Location identification entries
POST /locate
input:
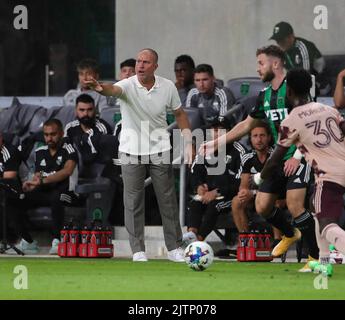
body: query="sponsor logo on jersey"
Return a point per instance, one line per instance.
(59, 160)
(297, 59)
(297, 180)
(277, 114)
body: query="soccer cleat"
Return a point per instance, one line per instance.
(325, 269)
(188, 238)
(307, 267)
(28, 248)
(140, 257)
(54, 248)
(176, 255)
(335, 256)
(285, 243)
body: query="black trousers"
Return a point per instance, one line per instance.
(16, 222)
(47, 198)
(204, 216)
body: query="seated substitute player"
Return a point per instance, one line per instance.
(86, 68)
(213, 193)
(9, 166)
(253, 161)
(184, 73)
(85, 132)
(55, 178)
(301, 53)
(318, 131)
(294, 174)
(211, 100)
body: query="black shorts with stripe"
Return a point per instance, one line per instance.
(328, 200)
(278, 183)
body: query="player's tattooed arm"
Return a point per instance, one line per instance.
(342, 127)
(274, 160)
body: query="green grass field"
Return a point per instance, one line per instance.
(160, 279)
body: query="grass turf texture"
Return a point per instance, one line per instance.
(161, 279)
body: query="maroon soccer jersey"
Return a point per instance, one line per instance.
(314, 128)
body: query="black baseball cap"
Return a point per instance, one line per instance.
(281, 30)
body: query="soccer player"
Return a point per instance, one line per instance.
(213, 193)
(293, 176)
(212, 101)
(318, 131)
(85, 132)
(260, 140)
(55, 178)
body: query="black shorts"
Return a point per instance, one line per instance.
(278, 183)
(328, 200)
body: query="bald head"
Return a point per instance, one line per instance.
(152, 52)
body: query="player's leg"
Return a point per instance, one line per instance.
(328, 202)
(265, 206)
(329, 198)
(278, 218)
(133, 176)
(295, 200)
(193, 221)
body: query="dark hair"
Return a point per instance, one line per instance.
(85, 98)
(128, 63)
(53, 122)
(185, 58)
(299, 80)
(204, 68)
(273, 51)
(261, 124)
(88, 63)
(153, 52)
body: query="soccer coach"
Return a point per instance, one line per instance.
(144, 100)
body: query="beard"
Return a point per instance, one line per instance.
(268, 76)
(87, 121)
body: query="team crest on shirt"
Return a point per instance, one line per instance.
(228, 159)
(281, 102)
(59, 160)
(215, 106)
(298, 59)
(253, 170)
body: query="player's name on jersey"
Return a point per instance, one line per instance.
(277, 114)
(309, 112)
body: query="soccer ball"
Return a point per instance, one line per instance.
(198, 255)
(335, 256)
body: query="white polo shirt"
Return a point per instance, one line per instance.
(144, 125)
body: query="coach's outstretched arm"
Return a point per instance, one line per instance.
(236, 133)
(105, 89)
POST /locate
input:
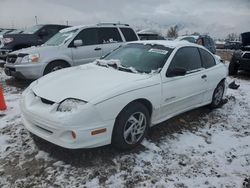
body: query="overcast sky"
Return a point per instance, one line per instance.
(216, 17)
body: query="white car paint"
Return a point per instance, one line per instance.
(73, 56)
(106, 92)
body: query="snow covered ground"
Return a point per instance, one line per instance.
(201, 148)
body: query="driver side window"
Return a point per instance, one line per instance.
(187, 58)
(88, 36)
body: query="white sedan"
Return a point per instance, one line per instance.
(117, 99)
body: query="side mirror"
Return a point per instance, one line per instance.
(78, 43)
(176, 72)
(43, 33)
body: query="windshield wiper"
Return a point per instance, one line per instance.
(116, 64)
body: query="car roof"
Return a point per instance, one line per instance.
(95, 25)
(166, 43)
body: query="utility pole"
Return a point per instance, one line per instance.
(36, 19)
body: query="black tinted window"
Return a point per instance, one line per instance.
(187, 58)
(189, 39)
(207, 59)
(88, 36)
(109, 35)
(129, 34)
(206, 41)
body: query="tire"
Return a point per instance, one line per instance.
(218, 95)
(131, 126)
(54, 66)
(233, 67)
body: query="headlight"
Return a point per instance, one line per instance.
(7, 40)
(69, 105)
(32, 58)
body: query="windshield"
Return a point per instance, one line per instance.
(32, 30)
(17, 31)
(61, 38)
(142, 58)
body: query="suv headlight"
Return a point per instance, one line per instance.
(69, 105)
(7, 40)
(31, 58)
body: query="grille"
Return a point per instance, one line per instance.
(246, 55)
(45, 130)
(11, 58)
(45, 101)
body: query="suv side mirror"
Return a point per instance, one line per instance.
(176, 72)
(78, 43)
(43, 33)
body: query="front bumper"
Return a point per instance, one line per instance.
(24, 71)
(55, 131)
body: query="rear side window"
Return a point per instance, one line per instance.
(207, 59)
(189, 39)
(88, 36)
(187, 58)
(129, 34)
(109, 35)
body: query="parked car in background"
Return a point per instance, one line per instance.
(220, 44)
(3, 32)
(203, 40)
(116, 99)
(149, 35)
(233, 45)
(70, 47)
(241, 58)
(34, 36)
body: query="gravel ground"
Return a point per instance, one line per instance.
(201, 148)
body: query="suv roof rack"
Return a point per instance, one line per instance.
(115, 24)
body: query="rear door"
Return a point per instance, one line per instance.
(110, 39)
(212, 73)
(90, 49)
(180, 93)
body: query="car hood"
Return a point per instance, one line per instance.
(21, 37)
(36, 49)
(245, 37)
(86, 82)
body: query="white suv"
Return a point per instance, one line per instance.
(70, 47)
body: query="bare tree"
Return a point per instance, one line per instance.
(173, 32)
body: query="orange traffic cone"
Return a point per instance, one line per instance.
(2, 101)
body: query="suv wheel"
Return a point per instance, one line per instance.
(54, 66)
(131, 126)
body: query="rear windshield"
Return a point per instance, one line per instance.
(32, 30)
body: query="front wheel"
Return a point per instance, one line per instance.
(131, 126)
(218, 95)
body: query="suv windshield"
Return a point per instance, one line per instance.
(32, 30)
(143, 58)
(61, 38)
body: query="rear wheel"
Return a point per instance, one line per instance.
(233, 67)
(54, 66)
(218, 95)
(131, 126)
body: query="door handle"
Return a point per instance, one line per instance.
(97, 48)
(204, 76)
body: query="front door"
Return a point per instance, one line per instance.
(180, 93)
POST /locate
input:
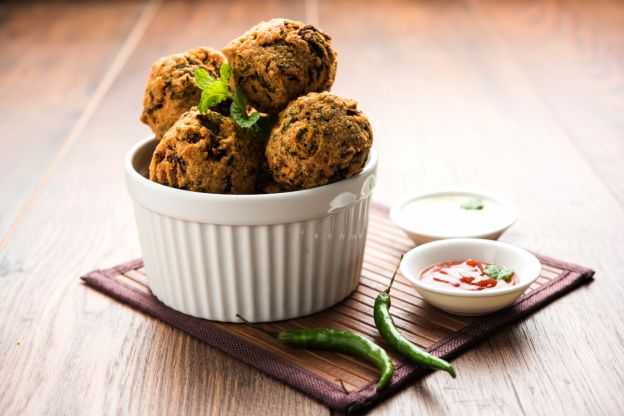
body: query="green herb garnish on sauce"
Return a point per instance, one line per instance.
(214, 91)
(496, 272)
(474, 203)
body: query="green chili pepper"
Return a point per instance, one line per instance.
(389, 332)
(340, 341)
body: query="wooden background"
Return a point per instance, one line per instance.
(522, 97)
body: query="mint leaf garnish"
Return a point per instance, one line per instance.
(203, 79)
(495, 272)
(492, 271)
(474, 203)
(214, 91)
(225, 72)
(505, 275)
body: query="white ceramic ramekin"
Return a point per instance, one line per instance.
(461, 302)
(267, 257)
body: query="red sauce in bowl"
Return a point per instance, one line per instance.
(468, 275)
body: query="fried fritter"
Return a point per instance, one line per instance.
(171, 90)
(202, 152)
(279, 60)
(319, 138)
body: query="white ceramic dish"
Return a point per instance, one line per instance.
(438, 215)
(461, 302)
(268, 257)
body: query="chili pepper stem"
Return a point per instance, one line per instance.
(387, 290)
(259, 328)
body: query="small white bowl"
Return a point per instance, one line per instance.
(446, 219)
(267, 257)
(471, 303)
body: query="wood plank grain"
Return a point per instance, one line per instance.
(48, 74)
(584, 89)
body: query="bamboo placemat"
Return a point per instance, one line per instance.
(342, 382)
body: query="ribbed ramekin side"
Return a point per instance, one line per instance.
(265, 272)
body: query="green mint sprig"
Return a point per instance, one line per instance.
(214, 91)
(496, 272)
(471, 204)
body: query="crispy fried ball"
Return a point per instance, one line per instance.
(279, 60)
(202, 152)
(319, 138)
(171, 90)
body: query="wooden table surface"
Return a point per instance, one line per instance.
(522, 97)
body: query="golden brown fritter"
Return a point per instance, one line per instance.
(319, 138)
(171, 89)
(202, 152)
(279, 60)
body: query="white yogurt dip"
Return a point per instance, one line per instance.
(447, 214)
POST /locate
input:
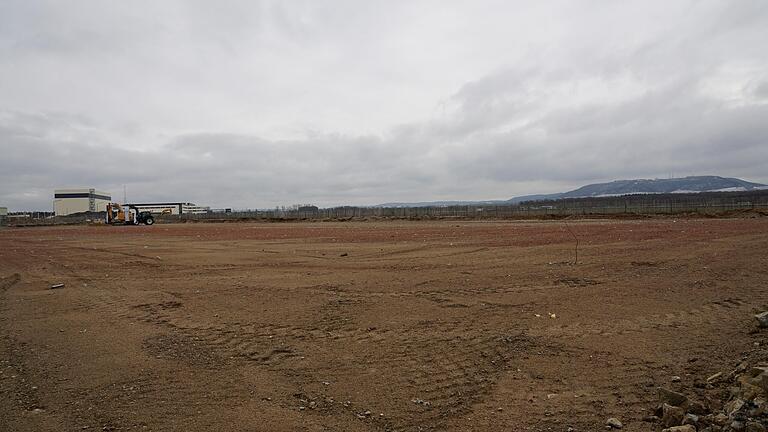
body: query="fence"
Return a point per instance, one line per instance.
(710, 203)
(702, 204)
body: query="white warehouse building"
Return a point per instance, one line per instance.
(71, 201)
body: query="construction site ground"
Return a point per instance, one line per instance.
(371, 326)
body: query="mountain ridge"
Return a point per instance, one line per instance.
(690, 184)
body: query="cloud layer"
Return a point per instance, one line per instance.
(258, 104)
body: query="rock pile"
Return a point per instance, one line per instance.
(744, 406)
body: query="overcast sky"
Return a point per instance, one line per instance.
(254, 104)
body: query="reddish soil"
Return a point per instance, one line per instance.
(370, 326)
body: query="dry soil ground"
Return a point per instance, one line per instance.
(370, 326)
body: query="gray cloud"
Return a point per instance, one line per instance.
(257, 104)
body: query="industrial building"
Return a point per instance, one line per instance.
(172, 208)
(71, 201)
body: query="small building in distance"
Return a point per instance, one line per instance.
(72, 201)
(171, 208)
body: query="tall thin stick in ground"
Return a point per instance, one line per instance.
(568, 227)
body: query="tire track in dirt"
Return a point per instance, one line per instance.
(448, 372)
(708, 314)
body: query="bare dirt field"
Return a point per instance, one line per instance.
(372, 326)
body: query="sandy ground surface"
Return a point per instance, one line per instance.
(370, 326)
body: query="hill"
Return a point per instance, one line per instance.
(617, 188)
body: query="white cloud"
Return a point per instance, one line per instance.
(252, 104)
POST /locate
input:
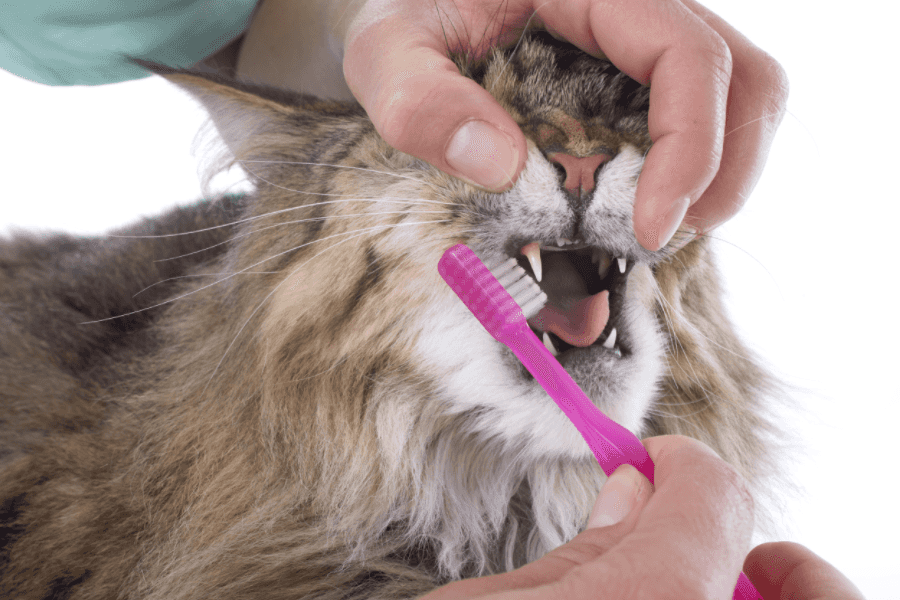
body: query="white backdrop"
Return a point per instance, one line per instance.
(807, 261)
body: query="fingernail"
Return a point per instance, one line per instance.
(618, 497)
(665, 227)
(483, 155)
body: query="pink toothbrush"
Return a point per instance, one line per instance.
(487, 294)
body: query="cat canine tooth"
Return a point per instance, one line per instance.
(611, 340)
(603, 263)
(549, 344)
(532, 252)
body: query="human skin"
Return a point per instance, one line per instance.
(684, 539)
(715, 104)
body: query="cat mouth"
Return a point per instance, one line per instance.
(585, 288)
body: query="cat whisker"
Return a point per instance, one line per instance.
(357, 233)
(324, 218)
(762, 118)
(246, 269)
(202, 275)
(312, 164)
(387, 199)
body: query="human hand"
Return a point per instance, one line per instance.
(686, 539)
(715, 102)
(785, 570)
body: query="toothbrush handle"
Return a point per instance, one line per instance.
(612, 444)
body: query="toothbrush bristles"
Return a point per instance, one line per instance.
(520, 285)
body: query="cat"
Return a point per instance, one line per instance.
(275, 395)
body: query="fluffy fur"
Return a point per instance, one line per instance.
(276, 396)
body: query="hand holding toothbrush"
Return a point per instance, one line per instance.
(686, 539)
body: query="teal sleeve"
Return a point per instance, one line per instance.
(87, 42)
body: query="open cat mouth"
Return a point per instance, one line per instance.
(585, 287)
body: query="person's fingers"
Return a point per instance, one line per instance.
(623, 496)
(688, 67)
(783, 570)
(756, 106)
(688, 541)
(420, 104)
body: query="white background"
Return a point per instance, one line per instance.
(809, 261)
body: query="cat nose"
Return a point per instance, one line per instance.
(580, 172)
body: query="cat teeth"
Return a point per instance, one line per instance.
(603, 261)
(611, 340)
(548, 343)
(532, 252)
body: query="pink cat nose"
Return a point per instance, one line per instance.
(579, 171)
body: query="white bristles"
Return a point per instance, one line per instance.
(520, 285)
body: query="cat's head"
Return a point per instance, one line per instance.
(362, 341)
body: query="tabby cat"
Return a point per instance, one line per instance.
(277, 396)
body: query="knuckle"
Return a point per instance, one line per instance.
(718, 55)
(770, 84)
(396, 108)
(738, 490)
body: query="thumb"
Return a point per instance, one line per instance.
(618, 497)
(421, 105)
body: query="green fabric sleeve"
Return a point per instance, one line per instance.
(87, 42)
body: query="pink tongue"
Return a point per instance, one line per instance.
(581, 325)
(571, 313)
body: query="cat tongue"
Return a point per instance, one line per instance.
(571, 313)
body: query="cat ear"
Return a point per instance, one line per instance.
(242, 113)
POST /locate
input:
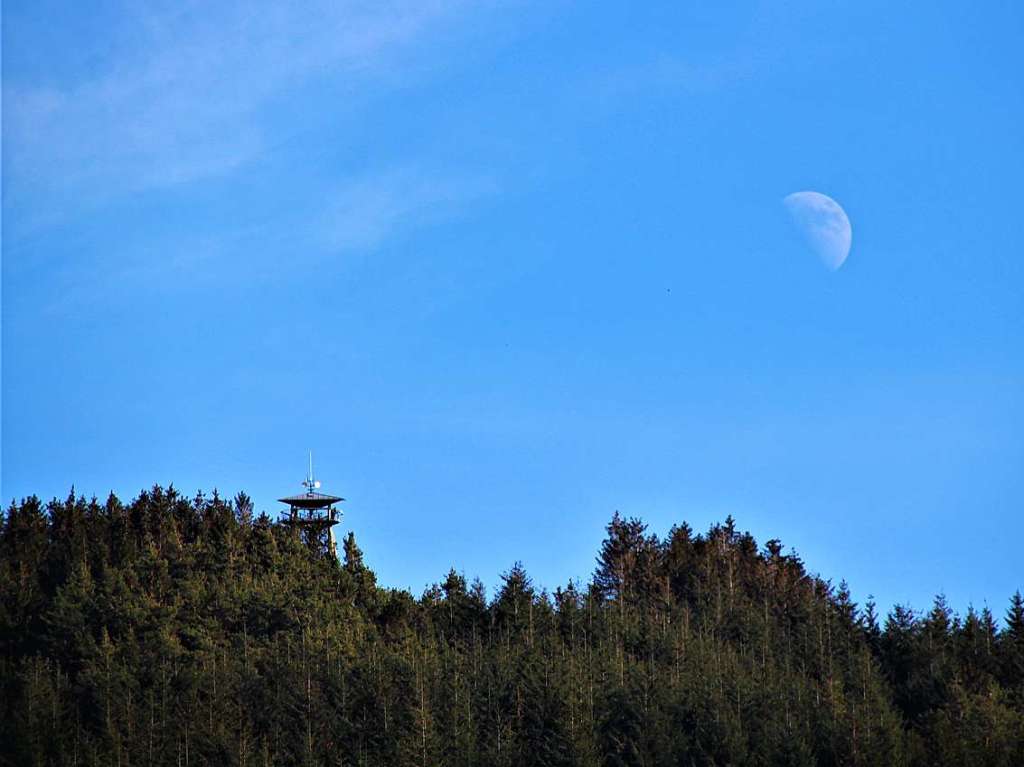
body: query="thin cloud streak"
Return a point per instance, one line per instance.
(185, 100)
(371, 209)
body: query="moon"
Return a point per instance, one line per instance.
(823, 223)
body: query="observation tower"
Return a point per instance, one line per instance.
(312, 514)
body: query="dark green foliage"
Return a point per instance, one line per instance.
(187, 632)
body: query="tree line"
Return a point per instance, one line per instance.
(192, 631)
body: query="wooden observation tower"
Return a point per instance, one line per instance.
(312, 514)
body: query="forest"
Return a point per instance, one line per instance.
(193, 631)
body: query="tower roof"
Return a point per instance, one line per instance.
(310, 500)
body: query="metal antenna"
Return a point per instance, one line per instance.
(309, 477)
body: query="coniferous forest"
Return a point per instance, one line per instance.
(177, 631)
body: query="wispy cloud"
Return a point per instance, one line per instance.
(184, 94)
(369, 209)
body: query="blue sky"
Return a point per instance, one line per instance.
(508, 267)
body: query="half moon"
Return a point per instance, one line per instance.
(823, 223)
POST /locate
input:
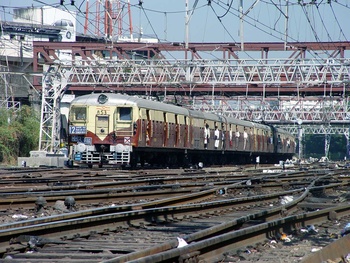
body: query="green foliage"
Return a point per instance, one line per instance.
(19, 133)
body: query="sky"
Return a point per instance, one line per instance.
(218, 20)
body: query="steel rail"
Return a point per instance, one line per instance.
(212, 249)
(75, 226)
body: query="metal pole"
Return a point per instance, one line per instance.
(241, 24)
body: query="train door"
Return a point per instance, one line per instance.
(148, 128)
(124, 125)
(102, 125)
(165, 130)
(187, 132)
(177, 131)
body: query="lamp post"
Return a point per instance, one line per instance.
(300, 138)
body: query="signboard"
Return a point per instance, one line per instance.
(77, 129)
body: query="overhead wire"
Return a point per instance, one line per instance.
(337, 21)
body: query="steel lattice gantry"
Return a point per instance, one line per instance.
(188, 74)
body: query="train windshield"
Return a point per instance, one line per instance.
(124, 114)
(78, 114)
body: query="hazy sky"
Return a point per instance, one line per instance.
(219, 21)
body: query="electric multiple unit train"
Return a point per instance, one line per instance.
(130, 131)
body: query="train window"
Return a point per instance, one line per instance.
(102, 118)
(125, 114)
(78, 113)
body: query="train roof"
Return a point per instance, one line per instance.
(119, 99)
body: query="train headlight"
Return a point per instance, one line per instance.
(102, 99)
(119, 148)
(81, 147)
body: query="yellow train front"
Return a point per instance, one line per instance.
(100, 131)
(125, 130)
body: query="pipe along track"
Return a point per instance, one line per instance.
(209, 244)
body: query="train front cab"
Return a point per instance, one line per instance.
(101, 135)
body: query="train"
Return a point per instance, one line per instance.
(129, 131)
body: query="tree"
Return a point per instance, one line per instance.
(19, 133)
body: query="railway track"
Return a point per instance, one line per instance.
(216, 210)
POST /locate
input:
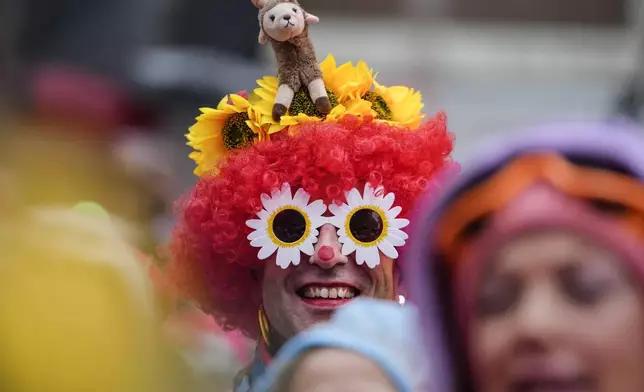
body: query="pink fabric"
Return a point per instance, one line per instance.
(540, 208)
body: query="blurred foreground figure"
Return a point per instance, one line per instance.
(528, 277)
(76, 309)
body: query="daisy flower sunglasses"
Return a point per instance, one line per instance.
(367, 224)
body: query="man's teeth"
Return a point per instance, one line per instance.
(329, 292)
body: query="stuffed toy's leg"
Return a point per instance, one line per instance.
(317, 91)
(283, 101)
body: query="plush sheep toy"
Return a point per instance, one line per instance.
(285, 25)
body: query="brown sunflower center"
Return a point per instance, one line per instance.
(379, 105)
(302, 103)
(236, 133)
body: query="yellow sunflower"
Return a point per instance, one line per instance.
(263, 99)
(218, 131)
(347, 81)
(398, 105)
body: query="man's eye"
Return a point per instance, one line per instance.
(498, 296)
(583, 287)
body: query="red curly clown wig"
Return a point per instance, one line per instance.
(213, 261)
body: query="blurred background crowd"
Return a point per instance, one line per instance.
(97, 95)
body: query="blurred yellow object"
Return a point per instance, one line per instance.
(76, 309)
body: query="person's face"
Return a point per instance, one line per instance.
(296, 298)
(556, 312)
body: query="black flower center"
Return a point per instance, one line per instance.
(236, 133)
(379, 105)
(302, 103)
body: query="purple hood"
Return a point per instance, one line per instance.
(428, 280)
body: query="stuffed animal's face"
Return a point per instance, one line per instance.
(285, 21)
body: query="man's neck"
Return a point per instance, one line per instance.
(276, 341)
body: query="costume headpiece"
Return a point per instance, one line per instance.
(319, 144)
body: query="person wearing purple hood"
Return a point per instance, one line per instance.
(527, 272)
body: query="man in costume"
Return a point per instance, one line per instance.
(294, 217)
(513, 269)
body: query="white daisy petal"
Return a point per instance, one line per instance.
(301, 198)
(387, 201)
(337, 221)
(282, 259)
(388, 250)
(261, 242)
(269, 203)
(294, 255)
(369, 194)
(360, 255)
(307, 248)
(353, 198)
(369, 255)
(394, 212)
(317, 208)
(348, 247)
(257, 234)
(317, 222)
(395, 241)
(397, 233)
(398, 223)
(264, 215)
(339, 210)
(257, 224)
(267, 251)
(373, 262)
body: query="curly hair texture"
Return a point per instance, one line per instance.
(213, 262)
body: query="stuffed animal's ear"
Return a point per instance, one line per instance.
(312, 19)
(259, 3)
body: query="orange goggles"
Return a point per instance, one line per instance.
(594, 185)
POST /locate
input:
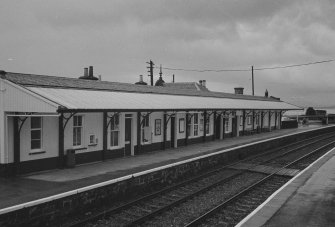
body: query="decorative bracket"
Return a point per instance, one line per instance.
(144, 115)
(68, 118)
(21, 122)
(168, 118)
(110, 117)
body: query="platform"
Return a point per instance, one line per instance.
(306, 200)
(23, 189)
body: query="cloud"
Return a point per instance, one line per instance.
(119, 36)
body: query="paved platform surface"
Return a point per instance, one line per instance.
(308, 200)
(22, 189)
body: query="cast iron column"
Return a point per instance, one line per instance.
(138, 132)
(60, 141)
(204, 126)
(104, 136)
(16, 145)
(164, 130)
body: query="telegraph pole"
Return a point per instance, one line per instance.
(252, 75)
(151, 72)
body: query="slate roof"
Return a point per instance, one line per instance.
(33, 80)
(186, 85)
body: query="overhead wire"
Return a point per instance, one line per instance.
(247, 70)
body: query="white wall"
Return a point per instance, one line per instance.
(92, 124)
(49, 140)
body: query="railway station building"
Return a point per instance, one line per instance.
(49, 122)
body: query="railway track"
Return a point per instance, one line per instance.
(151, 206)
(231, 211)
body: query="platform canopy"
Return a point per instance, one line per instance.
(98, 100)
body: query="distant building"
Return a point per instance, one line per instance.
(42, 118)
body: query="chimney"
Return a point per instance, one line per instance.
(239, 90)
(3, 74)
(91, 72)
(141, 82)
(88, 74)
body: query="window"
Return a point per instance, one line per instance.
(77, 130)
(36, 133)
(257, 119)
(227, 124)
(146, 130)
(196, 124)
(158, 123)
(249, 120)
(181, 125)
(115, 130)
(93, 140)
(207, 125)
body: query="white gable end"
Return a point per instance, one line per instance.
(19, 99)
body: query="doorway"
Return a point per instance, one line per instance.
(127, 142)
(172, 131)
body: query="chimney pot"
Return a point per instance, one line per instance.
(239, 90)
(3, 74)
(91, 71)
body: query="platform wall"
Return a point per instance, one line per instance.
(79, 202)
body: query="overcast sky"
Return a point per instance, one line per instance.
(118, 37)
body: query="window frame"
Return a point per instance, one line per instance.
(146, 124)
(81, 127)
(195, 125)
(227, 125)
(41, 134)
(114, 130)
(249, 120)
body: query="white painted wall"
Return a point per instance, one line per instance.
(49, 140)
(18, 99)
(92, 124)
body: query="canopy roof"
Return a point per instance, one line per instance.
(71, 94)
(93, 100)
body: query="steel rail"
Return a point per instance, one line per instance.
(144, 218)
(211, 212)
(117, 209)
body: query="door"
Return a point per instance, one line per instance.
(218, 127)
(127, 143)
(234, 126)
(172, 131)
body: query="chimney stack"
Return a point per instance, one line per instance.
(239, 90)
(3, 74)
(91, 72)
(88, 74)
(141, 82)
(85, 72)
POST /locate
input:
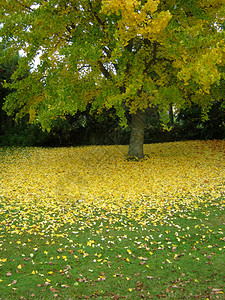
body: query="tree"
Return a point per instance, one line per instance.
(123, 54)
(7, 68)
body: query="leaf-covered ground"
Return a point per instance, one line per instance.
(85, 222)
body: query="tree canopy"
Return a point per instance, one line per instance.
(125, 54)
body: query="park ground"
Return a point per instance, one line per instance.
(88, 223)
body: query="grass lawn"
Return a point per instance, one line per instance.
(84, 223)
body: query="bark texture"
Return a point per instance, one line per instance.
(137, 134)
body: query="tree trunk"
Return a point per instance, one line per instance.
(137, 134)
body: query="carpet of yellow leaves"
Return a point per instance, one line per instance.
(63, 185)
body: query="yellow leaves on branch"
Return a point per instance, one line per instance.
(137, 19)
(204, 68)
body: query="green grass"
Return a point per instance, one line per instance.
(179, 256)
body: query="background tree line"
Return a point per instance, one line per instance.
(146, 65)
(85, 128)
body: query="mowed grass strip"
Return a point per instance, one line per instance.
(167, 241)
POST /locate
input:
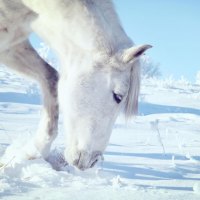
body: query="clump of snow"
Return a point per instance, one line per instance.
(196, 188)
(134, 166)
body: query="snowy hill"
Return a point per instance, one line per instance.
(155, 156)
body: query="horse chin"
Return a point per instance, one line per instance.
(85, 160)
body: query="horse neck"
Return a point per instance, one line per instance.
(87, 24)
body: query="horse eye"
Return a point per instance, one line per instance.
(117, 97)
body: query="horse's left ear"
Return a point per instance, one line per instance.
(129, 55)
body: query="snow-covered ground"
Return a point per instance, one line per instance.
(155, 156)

> Given instruction
From the items above, copy out each line that contains the word "observation".

> Response to this task
body: query="observation tower"
body: query="wooden observation tower"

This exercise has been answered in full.